■ **Tasks to carry out**
1. In the text on New Hampshire, how much were landowners paid per acre to create the 700,000-acre forest?
2. Transcribe the part of the New Hampshire text that opens with the words containing "During the American" and closes with "reduce adverse effects.".
3. Write the next part of the text about New Hampshire, picking up right after its final sentence.

─── Text block ───

Small in size and population, New Hampshire commands an outsized stature when it comes to politics in the United States.
At just 9,300 square miles – and 700,000 acres of that reserved for the White Mountain National Forest as well as more than 4 percent water – the state's population of 1.3 million residents is concentrated in the southern portion of the state. The tiny state has the highest percentage of timberland in the country, surely outnumbering residents.
Since 1952 the New Hampshire primaries of the presidential election process is a bellwether for American politics, closely watched for the unpredictable residents' choices.
Abenaki and Pennacook Native Americans preceded European settlers by hundreds, if not thousands, of years. When New Hampshire was on the frontier of the original 13 colonies of the United States it was a battleground for skirmishes between representatives of the British Crown and Native Americans who were agents of the French, from Canada. To this end, it saw many small, bloody battles between Colonel Robert Rogers' Rangers and natives who raided colonies from their base in Quebec, preceding the French and Indian War. A significant stronghold for the colonists was the Fort at Number Four on the Connecticut River at Charlestown, New Hampshire.
During the American Revolution, the Battle of William and Mary was arguably the first skirmish of the war, months before the battles of Lexington and Concord. It occurred when rebels sought to take ammunition and arms from a stronghold in Portsmouth Harbor. The British allegedly fired upon them, the first shots of the war in December 1774.
In 1911 the Weeks Act established the creation of the White Mountains National Forest in the north-central portion of the state to protect the watersheds from erosion caused by logging. Much of the logging done before 1850 supported iron smelting, but after 1850 paper industries sprang up here. The 700,000 acre forest was created by paying land owners $13 per acre; the wealthy industrialist family of Cornelius Vanderbilt owned over 85,000 acres of the land. While logging is still possible here it is now controlled to reduce adverse effects.

─── Given data ───

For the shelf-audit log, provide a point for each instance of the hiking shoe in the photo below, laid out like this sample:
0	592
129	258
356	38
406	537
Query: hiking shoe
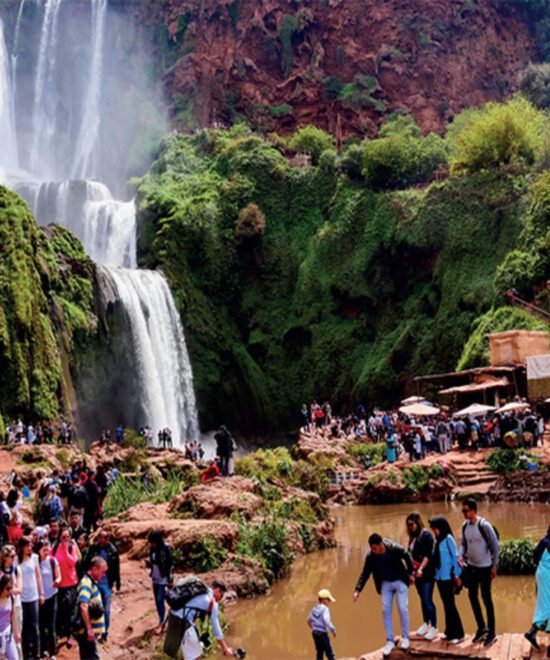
388	649
490	639
480	635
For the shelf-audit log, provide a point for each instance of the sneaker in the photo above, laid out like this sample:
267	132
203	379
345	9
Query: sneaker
490	640
388	649
480	635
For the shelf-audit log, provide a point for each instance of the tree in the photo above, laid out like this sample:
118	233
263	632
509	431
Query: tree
496	135
312	141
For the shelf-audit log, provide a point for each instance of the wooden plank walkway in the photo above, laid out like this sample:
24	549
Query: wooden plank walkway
507	647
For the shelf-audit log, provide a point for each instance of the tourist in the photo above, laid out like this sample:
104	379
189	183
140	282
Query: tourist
162	564
91	610
447	576
109	552
51	577
67	554
421	548
392	570
32	596
480	549
206	604
391	448
9	628
541	618
321	625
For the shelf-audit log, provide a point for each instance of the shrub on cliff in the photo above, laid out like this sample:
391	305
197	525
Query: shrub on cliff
516	557
498	135
312	141
400	156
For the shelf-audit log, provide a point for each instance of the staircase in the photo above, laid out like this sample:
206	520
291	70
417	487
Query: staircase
471	473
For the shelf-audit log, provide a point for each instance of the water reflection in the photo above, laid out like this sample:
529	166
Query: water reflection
274	627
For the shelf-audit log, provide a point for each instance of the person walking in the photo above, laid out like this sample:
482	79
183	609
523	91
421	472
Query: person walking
108	551
67	554
90	608
9	628
447	576
541	618
51	577
32	596
162	566
421	548
392	570
321	625
479	553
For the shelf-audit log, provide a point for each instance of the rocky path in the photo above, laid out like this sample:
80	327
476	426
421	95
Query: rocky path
507	647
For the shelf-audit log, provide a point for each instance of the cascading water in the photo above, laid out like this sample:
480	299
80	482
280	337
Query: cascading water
61	148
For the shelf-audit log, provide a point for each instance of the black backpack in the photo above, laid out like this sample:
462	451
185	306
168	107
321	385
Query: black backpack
481	526
184	590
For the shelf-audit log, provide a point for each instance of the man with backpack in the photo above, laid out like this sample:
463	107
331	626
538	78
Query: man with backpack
479	553
190	599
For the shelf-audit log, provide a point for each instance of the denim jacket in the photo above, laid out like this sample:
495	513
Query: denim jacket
448	555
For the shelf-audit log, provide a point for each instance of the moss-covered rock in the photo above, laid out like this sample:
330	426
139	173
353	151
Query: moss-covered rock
46	303
347	293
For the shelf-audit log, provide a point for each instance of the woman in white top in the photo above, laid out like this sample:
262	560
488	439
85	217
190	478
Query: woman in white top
32	596
51	577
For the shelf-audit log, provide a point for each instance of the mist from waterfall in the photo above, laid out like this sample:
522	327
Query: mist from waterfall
64	153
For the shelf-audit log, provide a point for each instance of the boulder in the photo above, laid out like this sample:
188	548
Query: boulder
218	498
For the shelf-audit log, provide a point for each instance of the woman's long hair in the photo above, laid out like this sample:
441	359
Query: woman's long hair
416	518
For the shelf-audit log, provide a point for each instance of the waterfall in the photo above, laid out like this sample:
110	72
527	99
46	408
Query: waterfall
162	363
8	144
84	163
64	181
43	153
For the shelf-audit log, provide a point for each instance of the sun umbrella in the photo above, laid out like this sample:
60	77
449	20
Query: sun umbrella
411	400
513	406
475	410
420	409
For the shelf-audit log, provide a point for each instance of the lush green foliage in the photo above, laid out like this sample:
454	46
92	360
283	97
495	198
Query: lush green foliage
508	460
352	289
516	557
312	141
496	135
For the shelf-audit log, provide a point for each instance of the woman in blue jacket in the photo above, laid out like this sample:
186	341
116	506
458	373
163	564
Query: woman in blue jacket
447	576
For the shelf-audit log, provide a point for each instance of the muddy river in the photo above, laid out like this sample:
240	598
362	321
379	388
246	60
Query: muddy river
274	627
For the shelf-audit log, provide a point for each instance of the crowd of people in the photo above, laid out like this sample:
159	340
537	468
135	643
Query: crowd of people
56	580
416	437
434	556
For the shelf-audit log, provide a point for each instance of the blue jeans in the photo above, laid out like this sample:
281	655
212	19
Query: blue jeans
106	595
401	592
425	590
159	590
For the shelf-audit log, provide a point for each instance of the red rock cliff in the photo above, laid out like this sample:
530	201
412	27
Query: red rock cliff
340	64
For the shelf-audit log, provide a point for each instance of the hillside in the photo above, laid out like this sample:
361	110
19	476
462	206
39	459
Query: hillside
339	64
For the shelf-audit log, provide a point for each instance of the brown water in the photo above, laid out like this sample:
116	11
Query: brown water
274	627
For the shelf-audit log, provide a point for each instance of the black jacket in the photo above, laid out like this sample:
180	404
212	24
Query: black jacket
162	557
113	562
401	560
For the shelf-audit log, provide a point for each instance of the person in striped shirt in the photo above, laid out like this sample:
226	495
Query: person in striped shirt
91	610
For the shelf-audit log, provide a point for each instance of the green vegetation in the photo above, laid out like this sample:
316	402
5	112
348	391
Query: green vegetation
516	557
508	460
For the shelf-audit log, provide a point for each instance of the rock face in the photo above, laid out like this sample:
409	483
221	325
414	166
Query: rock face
522	487
340	64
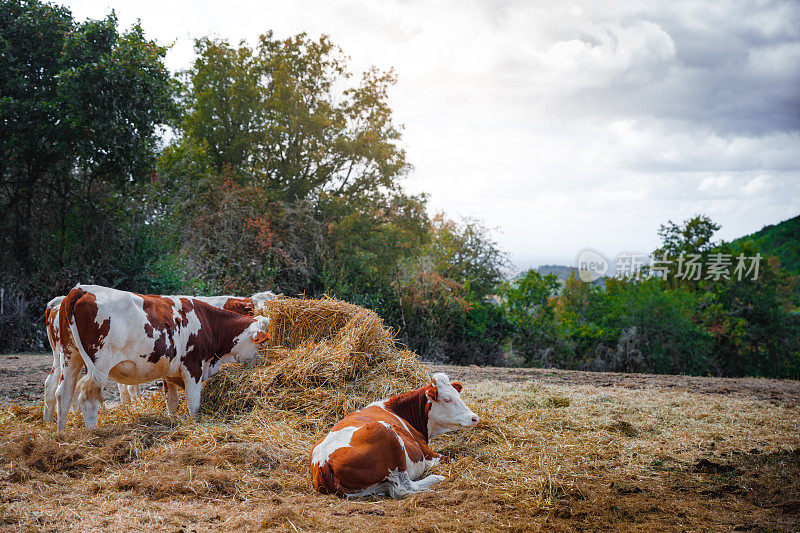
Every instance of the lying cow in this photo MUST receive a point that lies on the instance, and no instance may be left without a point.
(127, 393)
(383, 448)
(134, 339)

───

■ **Answer set**
1. $13 per acre.

2.
During the American Revolution, the Battle of William and Mary was arguably the first skirmish of the war, months before the battles of Lexington and Concord. It occurred when rebels sought to take ammunition and arms from a stronghold in Portsmouth Harbor. The British allegedly fired upon them, the first shots of the war in December 1774.
In 1911 the Weeks Act established the creation of the White Mountains National Forest in the north-central portion of the state to protect the watersheds from erosion caused by logging. Much of the logging done before 1850 supported iron smelting, but after 1850 paper industries sprang up here. The 700,000 acre forest was created by paying land owners $13 per acre; the wealthy industrialist family of Cornelius Vanderbilt owned over 85,000 acres of the land. While logging is still possible here it is now controlled to reduce adverse effects.

3.
Small businesses have long flourished in this state, from lumber mills to dairy farms, paper mills and machine shops. Despite having being 40th in total state GDP, the median household income is consistently high. New Hampshire has remained highly attractive to individuals and entrepreneurs due to its low taxes: there are no personal income or sales taxes here.
The state has produced two astronauts of note: Christa McAuliffe, the school teacher who was aboard the space shuttle Challenger in 1986 when it exploded upon takeoff, killing the entire crew, and in 1961, Alan Shepard from Derry became the first American in space aboard the Mercury spacecraft.
Among the state's largest employers is the Local 788 Marine Pipefitter Union at which 3,000 are employed in the craft of shipbuilding at Portsmouth Naval Shipyard. Dartmouth College, the Ivy League school in Hanover that was established in 1769, employs 3,500, as does Elliott Hospital in Manchester. Another 4,700 are employed at the four campuses of the State Universities of New Hampshire. Dartmouth-Hitchcock Medical Center on the Vermont border employs another 8,000.
The median household income is about $65,000. Of adults over age 25, 92 percent hold high school diplomas and 34 percent have college degrees.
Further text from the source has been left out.